To do:
Start to finish, copy the data exactly.

· · · ·

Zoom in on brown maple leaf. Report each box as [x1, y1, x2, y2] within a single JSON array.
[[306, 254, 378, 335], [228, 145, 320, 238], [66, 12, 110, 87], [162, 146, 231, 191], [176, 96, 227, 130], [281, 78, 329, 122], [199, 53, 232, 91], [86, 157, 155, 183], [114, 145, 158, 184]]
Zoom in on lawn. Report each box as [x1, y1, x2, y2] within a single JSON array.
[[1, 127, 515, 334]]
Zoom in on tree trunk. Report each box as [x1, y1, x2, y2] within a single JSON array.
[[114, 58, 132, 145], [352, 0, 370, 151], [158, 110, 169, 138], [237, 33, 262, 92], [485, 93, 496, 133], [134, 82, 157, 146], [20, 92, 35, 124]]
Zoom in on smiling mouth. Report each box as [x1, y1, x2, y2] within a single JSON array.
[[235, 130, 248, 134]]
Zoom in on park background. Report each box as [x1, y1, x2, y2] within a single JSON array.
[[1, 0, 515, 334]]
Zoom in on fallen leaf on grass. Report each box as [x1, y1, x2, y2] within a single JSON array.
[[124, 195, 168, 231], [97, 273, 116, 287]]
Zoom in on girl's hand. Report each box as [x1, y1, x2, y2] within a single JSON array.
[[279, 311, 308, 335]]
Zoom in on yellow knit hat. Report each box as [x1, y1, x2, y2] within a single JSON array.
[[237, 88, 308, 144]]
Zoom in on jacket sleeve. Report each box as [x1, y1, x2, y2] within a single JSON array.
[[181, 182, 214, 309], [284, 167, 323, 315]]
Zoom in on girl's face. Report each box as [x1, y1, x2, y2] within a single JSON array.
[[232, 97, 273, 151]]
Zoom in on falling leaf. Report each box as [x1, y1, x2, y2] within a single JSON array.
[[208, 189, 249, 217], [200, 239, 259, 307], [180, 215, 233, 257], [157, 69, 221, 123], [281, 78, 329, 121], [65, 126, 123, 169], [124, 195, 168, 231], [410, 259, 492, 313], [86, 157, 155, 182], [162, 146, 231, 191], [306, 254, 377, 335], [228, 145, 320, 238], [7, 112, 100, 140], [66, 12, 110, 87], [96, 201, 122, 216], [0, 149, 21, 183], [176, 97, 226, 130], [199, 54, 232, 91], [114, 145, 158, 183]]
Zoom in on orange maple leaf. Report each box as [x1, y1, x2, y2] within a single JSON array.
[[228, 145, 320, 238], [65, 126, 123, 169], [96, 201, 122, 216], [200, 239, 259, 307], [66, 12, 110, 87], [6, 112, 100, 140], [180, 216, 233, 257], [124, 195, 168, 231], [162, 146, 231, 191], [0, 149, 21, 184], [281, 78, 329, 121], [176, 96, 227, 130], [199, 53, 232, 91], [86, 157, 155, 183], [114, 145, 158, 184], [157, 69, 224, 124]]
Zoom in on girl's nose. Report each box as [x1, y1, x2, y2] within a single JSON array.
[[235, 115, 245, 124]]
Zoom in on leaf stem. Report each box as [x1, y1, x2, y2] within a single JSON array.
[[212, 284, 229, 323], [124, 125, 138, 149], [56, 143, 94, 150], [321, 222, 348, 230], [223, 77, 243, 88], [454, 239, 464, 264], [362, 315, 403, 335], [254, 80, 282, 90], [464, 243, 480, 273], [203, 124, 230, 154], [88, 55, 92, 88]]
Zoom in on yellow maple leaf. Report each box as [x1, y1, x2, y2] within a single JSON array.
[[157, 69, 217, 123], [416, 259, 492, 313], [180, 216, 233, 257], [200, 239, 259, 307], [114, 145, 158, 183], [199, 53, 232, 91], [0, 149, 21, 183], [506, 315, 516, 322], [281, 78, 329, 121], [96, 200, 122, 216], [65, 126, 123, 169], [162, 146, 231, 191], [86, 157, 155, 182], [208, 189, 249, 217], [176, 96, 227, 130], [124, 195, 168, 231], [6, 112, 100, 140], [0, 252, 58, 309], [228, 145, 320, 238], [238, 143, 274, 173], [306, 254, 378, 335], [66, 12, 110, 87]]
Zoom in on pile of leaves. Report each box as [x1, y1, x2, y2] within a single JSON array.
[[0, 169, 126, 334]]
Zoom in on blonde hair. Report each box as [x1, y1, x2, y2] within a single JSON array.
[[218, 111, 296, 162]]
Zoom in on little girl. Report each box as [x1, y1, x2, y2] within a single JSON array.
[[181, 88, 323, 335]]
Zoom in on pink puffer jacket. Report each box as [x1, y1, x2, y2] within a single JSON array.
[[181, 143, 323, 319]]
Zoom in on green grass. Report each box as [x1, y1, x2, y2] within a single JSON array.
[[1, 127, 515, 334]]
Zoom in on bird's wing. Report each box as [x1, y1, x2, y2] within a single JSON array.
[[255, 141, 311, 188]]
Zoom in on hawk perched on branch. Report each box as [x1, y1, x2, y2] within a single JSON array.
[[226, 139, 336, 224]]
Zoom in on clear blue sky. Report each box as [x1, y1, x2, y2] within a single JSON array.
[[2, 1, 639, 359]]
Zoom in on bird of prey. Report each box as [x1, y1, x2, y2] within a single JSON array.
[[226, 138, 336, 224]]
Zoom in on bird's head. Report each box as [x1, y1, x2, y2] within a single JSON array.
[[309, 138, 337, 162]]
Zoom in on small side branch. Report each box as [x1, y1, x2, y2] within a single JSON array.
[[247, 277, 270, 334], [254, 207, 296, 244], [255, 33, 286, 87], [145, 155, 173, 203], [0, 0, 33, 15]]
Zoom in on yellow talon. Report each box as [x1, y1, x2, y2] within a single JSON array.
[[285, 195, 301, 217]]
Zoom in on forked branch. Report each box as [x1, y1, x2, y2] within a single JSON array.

· · · ·

Solution to the exercise:
Zoom in on brown maple leaf. Report each box as [x1, y1, x2, y2] within a single JSON array.
[[306, 254, 378, 335], [228, 145, 320, 238], [66, 12, 110, 87], [162, 146, 231, 191], [176, 96, 227, 130], [281, 78, 329, 122], [199, 53, 232, 91], [86, 157, 155, 183], [114, 145, 158, 184]]
Zoom in on lawn. Report each box as [x1, y1, x2, y2] within a single JSON array.
[[1, 127, 515, 334]]
Zoom in on tree trunk. Report each box as [x1, y1, x2, y2] within a single JSON array.
[[114, 58, 132, 145], [352, 0, 370, 151], [158, 110, 169, 138], [237, 33, 262, 92], [485, 93, 496, 133], [134, 82, 157, 146], [20, 92, 35, 124]]
Zoom in on smiling mouth. Report each box as [x1, y1, x2, y2] within a single JSON array.
[[235, 130, 248, 134]]
Zoom in on park background. Report each box as [x1, y1, x2, y2] within a single JSON array.
[[1, 0, 515, 334]]
Zoom in on fallen leaf on grass. Report each box as [x1, y1, x2, y2] within a single JSON array.
[[124, 195, 168, 231], [97, 273, 116, 287]]
Zoom in on girl's hand. Report each box as [x1, y1, x2, y2] within a single JSON array.
[[279, 311, 308, 335]]
Zoom in on yellow knit hat. Report each box as [x1, y1, x2, y2] within a single JSON array.
[[237, 88, 308, 144]]
Zoom in on jacket sleeve. Report each box as [x1, y1, x2, y2] within a single JSON array.
[[181, 182, 214, 309], [284, 167, 323, 315]]
Zoom in on girl's face. Report each box as [x1, y1, x2, y2] within a single JSON array.
[[232, 97, 273, 151]]
Zoom in on falling leaf. Report each box as [x1, y1, x2, y2] within a single JSON array.
[[208, 189, 249, 217], [200, 239, 259, 307], [180, 215, 233, 257], [157, 69, 221, 123], [281, 78, 329, 121], [65, 126, 123, 169], [124, 195, 168, 231], [410, 259, 492, 313], [86, 157, 155, 182], [162, 146, 231, 191], [306, 254, 377, 335], [228, 145, 320, 238], [7, 112, 100, 140], [66, 12, 110, 87], [96, 201, 122, 216], [0, 149, 21, 183], [176, 97, 226, 130], [199, 54, 232, 91], [114, 145, 158, 183]]
Zoom in on orange maple leaf. Report each box as [x1, y1, x2, y2] within a single JSON array.
[[228, 145, 320, 238], [65, 126, 123, 169], [96, 201, 122, 216], [200, 239, 259, 307], [66, 12, 110, 87], [6, 112, 100, 140], [180, 216, 233, 257], [124, 195, 168, 231], [162, 146, 231, 191], [0, 149, 21, 184], [281, 78, 329, 121], [176, 96, 227, 130], [199, 53, 232, 91], [86, 157, 155, 183], [114, 145, 158, 184], [157, 69, 224, 124]]
Zoom in on girl's nose. Report each box as [x1, y1, x2, y2] within a single JSON array.
[[235, 115, 245, 124]]
Zoom in on leaf stem. Report each box as [x1, y1, x2, y2] within a single JSON array.
[[212, 284, 229, 323], [124, 125, 138, 149], [56, 143, 94, 150], [321, 222, 348, 230], [223, 77, 243, 88], [454, 239, 464, 264], [362, 315, 403, 335], [254, 80, 282, 90], [464, 243, 480, 273], [203, 124, 230, 154], [88, 55, 92, 88]]
Zoom in on yellow maple leaf. Report each box as [x1, y1, x2, y2] within a single JSON array.
[[157, 69, 217, 123], [416, 259, 492, 313], [180, 216, 233, 257], [200, 239, 259, 307], [114, 145, 158, 183], [199, 53, 232, 91], [0, 149, 21, 183], [506, 315, 516, 322], [281, 78, 329, 121], [96, 200, 122, 216], [65, 126, 123, 169], [162, 146, 231, 191], [86, 157, 155, 182], [208, 189, 249, 217], [176, 96, 227, 130], [124, 195, 168, 231], [6, 112, 100, 140], [0, 252, 58, 309], [228, 145, 320, 238], [238, 143, 274, 173], [306, 254, 378, 335], [66, 12, 110, 87]]
Zoom in on pile of leaves. Report each box as [x1, y1, x2, y2] within a single JSON array.
[[0, 169, 126, 334]]
Zoom in on blonde hair. Report each box as [x1, y1, x2, y2] within a single JSON array.
[[218, 111, 296, 162]]
Zoom in on little girl. Report each box as [x1, y1, x2, y2] within a single JSON array.
[[181, 88, 323, 335]]
Zoom in on pink puffer jacket. Report each box as [x1, y1, x2, y2] within a single JSON array.
[[181, 143, 323, 319]]
Zoom in on green grass. Report each box as [x1, y1, x2, y2] within a single JSON array.
[[1, 127, 515, 334]]
Zoom in on bird's wing. Report each box as [x1, y1, x2, y2] within a single JSON array.
[[255, 141, 311, 188]]
Zoom in on hawk perched on branch. Report each box as [x1, y1, x2, y2] within a single JSON array.
[[226, 139, 336, 224]]
Zoom in on clear blue sky. Report each box as [x1, y1, x2, y2] within a single JSON array.
[[2, 1, 639, 359]]
Zoom in on bird of prey. Report each box as [x1, y1, x2, y2] within a single JSON array.
[[226, 138, 336, 224]]
Zoom in on bird's head. Report each box as [x1, y1, x2, y2] within a single JSON array.
[[309, 138, 337, 162]]
Zoom in on small side branch. Report each box as [x1, y1, x2, y2] within a single JSON array.
[[247, 277, 270, 334], [254, 207, 296, 244], [255, 33, 286, 87], [145, 155, 173, 203], [0, 0, 33, 15]]
Zoom in on yellow talon. Report each box as [x1, y1, x2, y2] within a single JSON array.
[[285, 195, 301, 217]]
Zoom in on forked branch. Report each box as [x1, y1, x2, y2] within a single JSON array.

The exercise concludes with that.